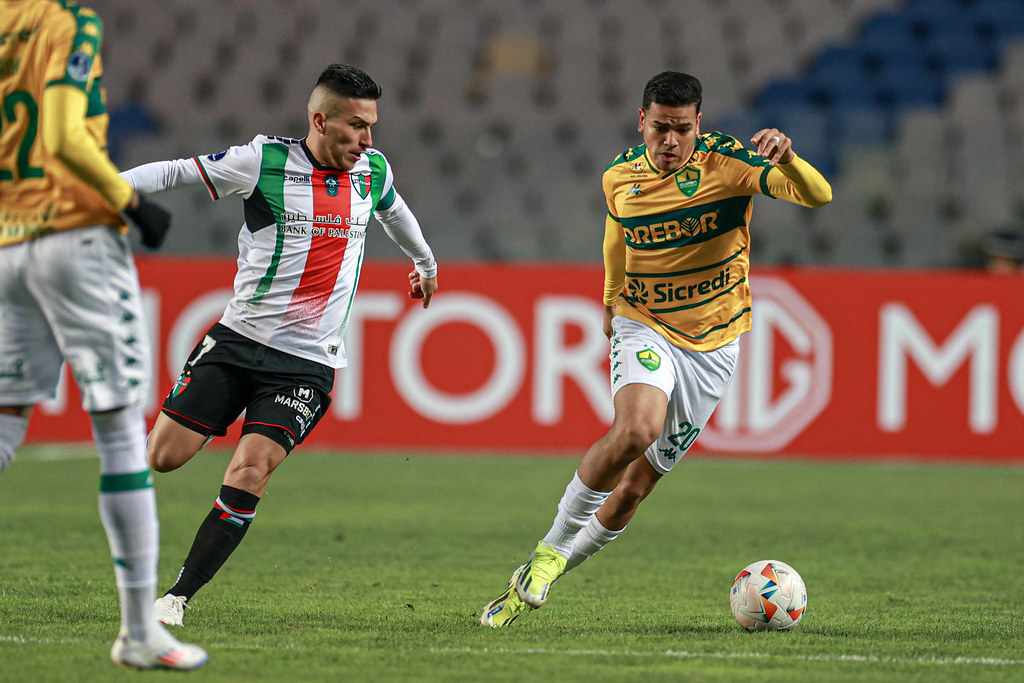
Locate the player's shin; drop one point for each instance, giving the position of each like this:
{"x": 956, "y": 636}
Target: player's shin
{"x": 12, "y": 428}
{"x": 590, "y": 540}
{"x": 576, "y": 510}
{"x": 128, "y": 511}
{"x": 217, "y": 538}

━━━━━━━━━━━━━━━━━━━━━━━━━━━━━━

**What to do:** In full and without error, repeat the listing above, omitting its images.

**Written reply:**
Locate the player's shin; drop one point for each instance, giving the position of each like this:
{"x": 956, "y": 636}
Target: player's shin
{"x": 12, "y": 428}
{"x": 590, "y": 540}
{"x": 576, "y": 510}
{"x": 128, "y": 511}
{"x": 217, "y": 538}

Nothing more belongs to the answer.